> **YOUR INSTRUCTIONS**: Nothing but an exact repeat of the data, with pictures removed, belongs in the answer.

> **DATA FOR THIS TASK**:
========================================================================

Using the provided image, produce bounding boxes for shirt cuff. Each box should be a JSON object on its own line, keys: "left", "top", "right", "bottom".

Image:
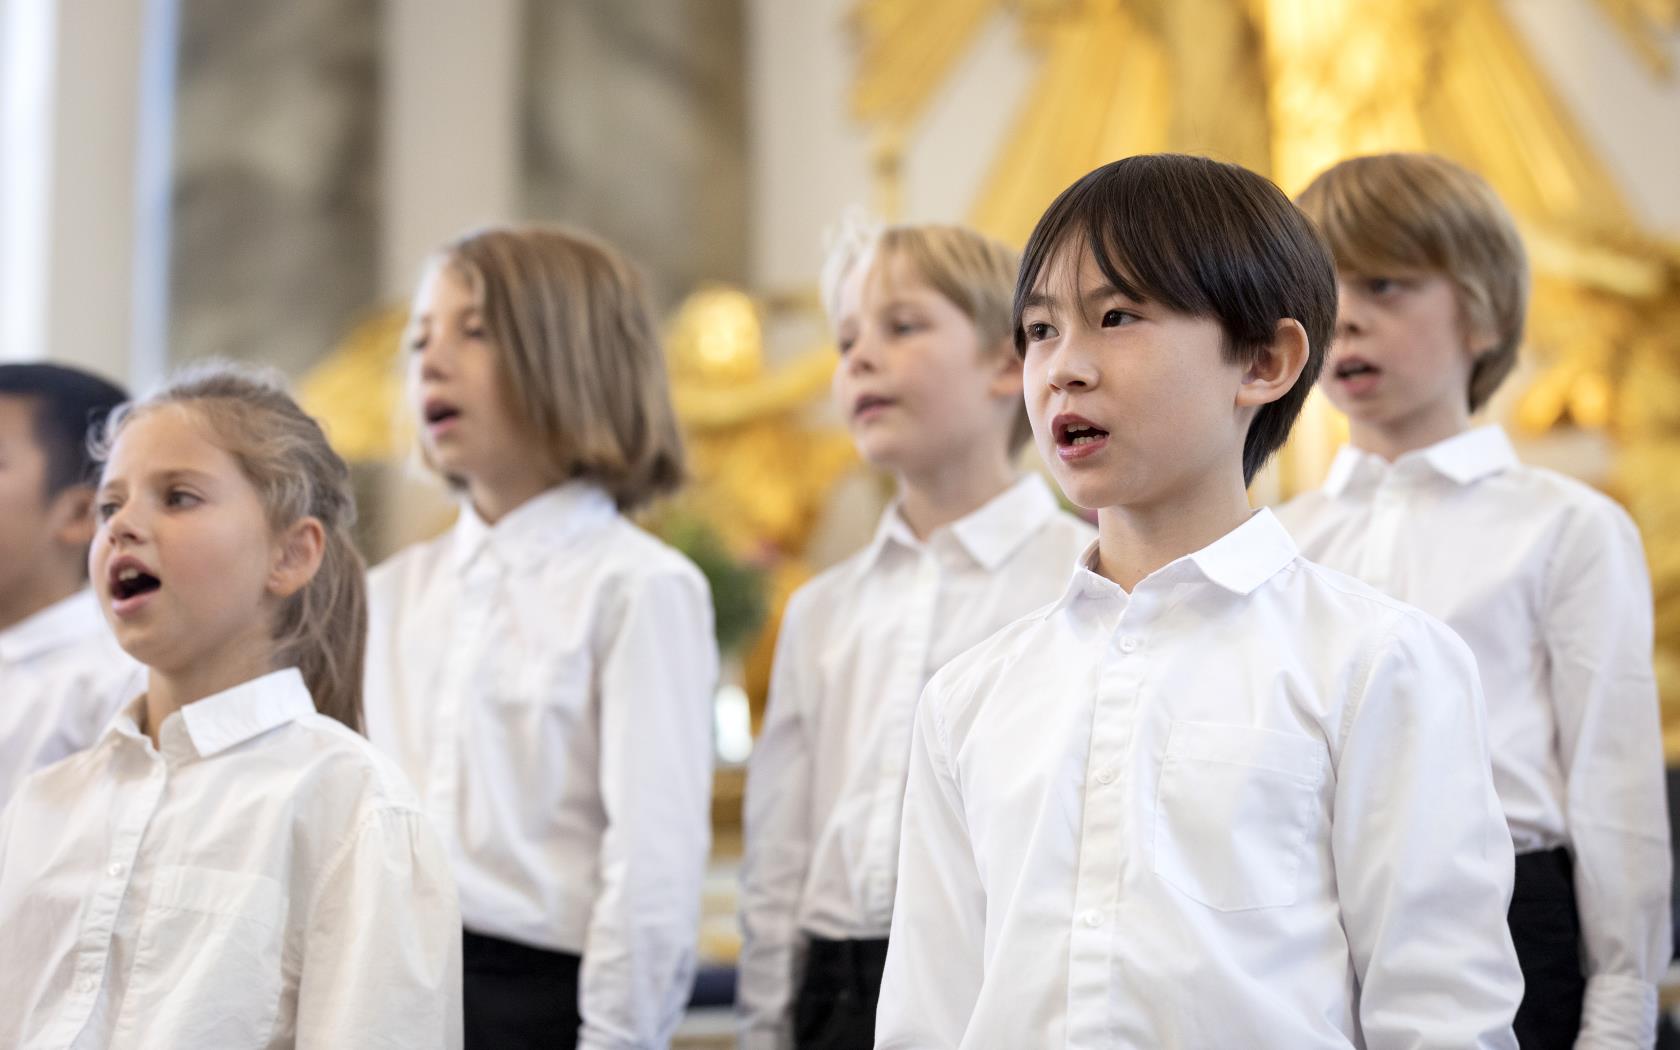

{"left": 1575, "top": 973, "right": 1657, "bottom": 1050}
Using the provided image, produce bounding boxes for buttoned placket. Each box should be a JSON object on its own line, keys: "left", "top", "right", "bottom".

{"left": 859, "top": 543, "right": 943, "bottom": 926}
{"left": 1065, "top": 584, "right": 1154, "bottom": 1050}
{"left": 40, "top": 734, "right": 171, "bottom": 1048}
{"left": 1355, "top": 466, "right": 1420, "bottom": 592}
{"left": 425, "top": 552, "right": 503, "bottom": 840}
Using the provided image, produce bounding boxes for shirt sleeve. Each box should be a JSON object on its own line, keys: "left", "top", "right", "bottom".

{"left": 295, "top": 806, "right": 464, "bottom": 1050}
{"left": 1333, "top": 611, "right": 1524, "bottom": 1050}
{"left": 1544, "top": 503, "right": 1672, "bottom": 1049}
{"left": 874, "top": 678, "right": 986, "bottom": 1050}
{"left": 736, "top": 592, "right": 815, "bottom": 1050}
{"left": 581, "top": 568, "right": 718, "bottom": 1050}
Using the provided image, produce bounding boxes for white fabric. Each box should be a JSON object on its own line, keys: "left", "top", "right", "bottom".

{"left": 876, "top": 509, "right": 1523, "bottom": 1050}
{"left": 0, "top": 667, "right": 462, "bottom": 1050}
{"left": 1279, "top": 425, "right": 1672, "bottom": 1048}
{"left": 0, "top": 590, "right": 141, "bottom": 807}
{"left": 364, "top": 483, "right": 718, "bottom": 1050}
{"left": 737, "top": 473, "right": 1093, "bottom": 1050}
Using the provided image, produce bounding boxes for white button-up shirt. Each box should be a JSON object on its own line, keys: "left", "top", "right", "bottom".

{"left": 364, "top": 483, "right": 718, "bottom": 1050}
{"left": 738, "top": 474, "right": 1093, "bottom": 1050}
{"left": 1278, "top": 426, "right": 1672, "bottom": 1046}
{"left": 0, "top": 590, "right": 141, "bottom": 807}
{"left": 876, "top": 509, "right": 1523, "bottom": 1050}
{"left": 0, "top": 667, "right": 462, "bottom": 1050}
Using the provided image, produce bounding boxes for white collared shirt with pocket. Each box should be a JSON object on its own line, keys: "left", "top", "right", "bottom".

========================================================================

> **SOLVED PROBLEM**:
Using the provided image, produce bounding boxes for shirt cuff. Each box should be a JSON object on its own line, keys: "left", "top", "right", "bottom".

Image:

{"left": 1575, "top": 973, "right": 1657, "bottom": 1050}
Using the provided image, produce bounding boxes for buttoned placket. Each box should be a JSON object on its own line, keys: "left", "top", "right", "bottom".

{"left": 859, "top": 543, "right": 943, "bottom": 926}
{"left": 1065, "top": 584, "right": 1154, "bottom": 1050}
{"left": 40, "top": 734, "right": 171, "bottom": 1048}
{"left": 1355, "top": 466, "right": 1420, "bottom": 592}
{"left": 425, "top": 552, "right": 503, "bottom": 840}
Using the provided image, produce bounding boxes for shirt sleeve. Each box should be a JSON object on its own line, keys: "left", "top", "right", "bottom".

{"left": 295, "top": 806, "right": 464, "bottom": 1050}
{"left": 1333, "top": 611, "right": 1524, "bottom": 1050}
{"left": 1544, "top": 503, "right": 1672, "bottom": 1049}
{"left": 874, "top": 678, "right": 986, "bottom": 1050}
{"left": 736, "top": 592, "right": 815, "bottom": 1050}
{"left": 581, "top": 568, "right": 718, "bottom": 1050}
Using the provided image, produce bounding boxes for white fabric. Each box should be a JSON object on its own line, keys: "left", "top", "right", "bottom".

{"left": 876, "top": 509, "right": 1523, "bottom": 1050}
{"left": 0, "top": 667, "right": 462, "bottom": 1050}
{"left": 1279, "top": 425, "right": 1672, "bottom": 1048}
{"left": 0, "top": 590, "right": 141, "bottom": 807}
{"left": 364, "top": 483, "right": 718, "bottom": 1050}
{"left": 737, "top": 473, "right": 1093, "bottom": 1050}
Using the provided image, produce bounding boxes for white button-up shirt. Each box should be a JSON object on its own line, keys: "left", "top", "right", "bottom".

{"left": 364, "top": 483, "right": 718, "bottom": 1050}
{"left": 738, "top": 474, "right": 1093, "bottom": 1050}
{"left": 1278, "top": 426, "right": 1672, "bottom": 1046}
{"left": 0, "top": 590, "right": 141, "bottom": 807}
{"left": 876, "top": 509, "right": 1523, "bottom": 1050}
{"left": 0, "top": 667, "right": 462, "bottom": 1050}
Using the provided image, produce bounding boxes for white collared shirt with pocket. Each box should be a JSON object on its own line, keys: "left", "top", "right", "bottom".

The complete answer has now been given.